**ТЕКСТ ДОКУМЕНТА**
----
Глава 12 В «воровском» лагере
Глава 12
В «воровском» лагере
Потерпев сокрушительное поражение в битве под Добрыничами, Отрепьев намеревался бежать из России вслед за своим наемным воинством.[1]
Однако жители и повстанцы, собравшиеся в Путивле, помешали осуществлению его планов. Они «со слезами» просили царевича остаться, говорили, что не желают разделить участь «комаричей», претерпевших «лютые и горькие муки» за поддержку, оказанную ими «царевичу». Лжедмитрий не слушал их советов. Тогда повстанцы пригрозили, что силой задержат его в Путивле, чтобы Борису «добити челом, а тобою заплатити вину свою».[2] Самозванец подчинился, опасаясь, что путивляне выполнят свою угрозу и выдадут его правительству.
Восставший народ заявил о своей готовности продолжать борьбу. Путивляне заявляли, что готовы служить доброму «царевичу» с оружием в руках: «Пойдем мы с тобой все своими головами». Торговые люди, по словам летописцев, откликнулись на призыв о добровольном пожертвовании средств. Некоторые якобы принесли по сто и даже по тысяче рублей.[3]
Можно установить имена главных руководителей повстанческих сил в Путивле. Ими были мелкопоместные дети боярские Сулеш Булгаков и Юрий Беззубцев, несшие службу в местном гарнизоне.[4] В критической для него ситуации Лжедмитрий поручил первому ехать за помощью к королю в Польшу, а второму идти на выручку гарнизону Кром.
Отрепьев был далек от понимания того, что только народное восстание может помочь ему одолеть Бориса Годунова. В Путивле самозванец вернулся к своим старым планам, суть которых сводилась к тому, чтобы поднять против России татарские орды и Речь Посполитую.
Столкновение России с Турцией на Северном Кавказе подало Лжедмитрию надежду на то, что ему удастся подтолкнуть Крым к нападению на Русское государство. В конце апреля его гонцы повезли дары крымскому хану. Еще раньше посланцы Отрепьевы выехали к князю Иштереку в Большую Ногайскую орду.
----
Верните без изменений фрагмент главы о пребывании Лжедмитрия в Путивле, начиная со слов «Восставший народ заявил» и далее вплоть до слов «выручку гарнизону Кром.».
----
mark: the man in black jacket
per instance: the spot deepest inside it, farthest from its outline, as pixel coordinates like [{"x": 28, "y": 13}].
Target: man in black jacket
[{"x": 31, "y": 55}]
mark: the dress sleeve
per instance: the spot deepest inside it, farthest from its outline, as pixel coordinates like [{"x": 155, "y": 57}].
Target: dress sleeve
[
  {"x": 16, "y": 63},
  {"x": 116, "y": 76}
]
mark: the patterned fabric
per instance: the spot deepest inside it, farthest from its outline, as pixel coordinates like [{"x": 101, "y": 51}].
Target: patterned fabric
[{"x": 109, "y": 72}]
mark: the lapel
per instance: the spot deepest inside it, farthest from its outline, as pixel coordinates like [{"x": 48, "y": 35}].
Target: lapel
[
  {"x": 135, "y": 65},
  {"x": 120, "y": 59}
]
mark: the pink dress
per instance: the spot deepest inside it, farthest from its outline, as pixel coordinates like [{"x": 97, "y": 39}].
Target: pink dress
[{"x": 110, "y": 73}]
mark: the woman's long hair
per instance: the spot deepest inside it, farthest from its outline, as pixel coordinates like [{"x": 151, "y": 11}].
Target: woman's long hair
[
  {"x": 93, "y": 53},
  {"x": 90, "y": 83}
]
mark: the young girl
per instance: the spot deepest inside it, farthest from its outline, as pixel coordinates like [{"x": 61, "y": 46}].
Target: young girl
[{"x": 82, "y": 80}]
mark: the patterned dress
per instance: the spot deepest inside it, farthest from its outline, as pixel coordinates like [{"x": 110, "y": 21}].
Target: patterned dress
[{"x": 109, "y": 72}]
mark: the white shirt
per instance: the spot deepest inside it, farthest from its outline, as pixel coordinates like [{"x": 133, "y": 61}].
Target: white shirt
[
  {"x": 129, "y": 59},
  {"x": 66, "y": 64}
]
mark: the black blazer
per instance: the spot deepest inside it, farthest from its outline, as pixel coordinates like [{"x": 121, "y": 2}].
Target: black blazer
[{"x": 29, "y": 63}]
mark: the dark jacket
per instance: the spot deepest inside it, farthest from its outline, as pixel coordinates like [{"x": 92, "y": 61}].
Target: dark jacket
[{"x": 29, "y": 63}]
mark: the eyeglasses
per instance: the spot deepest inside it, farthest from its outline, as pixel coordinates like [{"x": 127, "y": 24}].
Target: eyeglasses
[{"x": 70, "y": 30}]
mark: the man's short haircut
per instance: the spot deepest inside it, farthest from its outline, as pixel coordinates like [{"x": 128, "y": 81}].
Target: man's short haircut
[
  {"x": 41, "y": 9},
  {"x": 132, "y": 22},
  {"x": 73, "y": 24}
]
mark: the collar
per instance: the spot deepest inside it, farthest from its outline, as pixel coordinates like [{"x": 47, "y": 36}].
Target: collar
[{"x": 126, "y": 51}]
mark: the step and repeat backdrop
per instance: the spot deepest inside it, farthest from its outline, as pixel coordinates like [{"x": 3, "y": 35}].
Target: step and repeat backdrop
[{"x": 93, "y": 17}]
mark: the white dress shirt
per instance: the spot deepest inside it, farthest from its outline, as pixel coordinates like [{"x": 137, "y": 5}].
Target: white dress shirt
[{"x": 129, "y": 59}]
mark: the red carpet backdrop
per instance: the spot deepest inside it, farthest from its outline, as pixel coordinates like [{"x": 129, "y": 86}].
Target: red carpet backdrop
----
**РЕЗУЛЬТАТ**
Восставший народ заявил о своей готовности продолжать борьбу. Путивляне заявляли, что готовы служить доброму «царевичу» с оружием в руках: «Пойдем мы с тобой все своими головами». Торговые люди, по словам летописцев, откликнулись на призыв о добровольном пожертвовании средств. Некоторые якобы принесли по сто и даже по тысяче рублей.[3]
Можно установить имена главных руководителей повстанческих сил в Путивле. Ими были мелкопоместные дети боярские Сулеш Булгаков и Юрий Беззубцев, несшие службу в местном гарнизоне.[4] В критической для него ситуации Лжедмитрий поручил первому ехать за помощью к королю в Польшу, а второму идти на выручку гарнизону Кром.